Assignment: Could you reproduce, exactly as written, every line from the one containing "Get the bounding box of shadow" through the last line of the records, and nothing else?

Dataset extract:
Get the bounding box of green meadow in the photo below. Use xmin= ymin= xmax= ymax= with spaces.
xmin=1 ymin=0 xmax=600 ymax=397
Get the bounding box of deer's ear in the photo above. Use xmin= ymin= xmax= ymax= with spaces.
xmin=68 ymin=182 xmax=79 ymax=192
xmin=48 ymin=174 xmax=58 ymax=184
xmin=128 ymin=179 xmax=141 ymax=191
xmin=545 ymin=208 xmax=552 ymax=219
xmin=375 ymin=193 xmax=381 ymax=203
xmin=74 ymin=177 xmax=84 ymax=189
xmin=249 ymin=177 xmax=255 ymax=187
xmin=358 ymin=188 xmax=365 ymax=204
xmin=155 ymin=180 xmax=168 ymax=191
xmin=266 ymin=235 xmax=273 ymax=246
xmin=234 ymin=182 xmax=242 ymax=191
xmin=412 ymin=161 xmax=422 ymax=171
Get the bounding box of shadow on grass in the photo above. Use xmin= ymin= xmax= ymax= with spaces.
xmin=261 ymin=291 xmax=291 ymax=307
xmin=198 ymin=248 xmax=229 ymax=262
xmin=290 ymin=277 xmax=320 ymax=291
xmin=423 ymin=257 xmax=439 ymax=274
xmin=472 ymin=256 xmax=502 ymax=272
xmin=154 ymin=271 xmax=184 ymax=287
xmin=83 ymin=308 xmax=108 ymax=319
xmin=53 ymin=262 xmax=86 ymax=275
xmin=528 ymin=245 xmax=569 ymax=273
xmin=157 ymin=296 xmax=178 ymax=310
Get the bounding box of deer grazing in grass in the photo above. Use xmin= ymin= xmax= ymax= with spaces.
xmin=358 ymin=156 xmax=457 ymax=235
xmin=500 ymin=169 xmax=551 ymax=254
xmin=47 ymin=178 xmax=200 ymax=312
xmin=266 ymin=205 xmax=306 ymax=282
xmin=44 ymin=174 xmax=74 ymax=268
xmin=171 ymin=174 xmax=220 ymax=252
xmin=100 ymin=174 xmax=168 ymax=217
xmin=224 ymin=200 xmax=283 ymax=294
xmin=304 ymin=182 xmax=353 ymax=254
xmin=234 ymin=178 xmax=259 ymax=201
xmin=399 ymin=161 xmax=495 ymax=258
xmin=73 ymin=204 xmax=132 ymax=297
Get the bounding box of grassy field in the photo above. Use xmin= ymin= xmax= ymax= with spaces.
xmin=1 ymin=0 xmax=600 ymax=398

Written solution:
Get the bounding box of shadow on grass in the photo above. Use xmin= ymin= xmax= ymax= with spaces.
xmin=261 ymin=291 xmax=291 ymax=307
xmin=198 ymin=248 xmax=229 ymax=262
xmin=290 ymin=277 xmax=320 ymax=291
xmin=423 ymin=257 xmax=439 ymax=274
xmin=472 ymin=256 xmax=502 ymax=272
xmin=154 ymin=271 xmax=184 ymax=287
xmin=83 ymin=308 xmax=108 ymax=319
xmin=53 ymin=262 xmax=86 ymax=275
xmin=528 ymin=245 xmax=569 ymax=273
xmin=157 ymin=296 xmax=178 ymax=310
Get the bounding box of deer grazing in grass in the photo above. Use xmin= ymin= xmax= ymax= with spaces.
xmin=358 ymin=156 xmax=457 ymax=235
xmin=500 ymin=169 xmax=551 ymax=254
xmin=47 ymin=178 xmax=200 ymax=312
xmin=266 ymin=205 xmax=306 ymax=282
xmin=44 ymin=174 xmax=74 ymax=268
xmin=171 ymin=174 xmax=220 ymax=252
xmin=100 ymin=174 xmax=168 ymax=217
xmin=224 ymin=200 xmax=283 ymax=294
xmin=304 ymin=182 xmax=353 ymax=254
xmin=234 ymin=178 xmax=259 ymax=201
xmin=399 ymin=161 xmax=495 ymax=258
xmin=73 ymin=204 xmax=132 ymax=297
Get the bounding box of grassy field in the photo above. Use xmin= ymin= xmax= ymax= with spaces.
xmin=1 ymin=0 xmax=600 ymax=398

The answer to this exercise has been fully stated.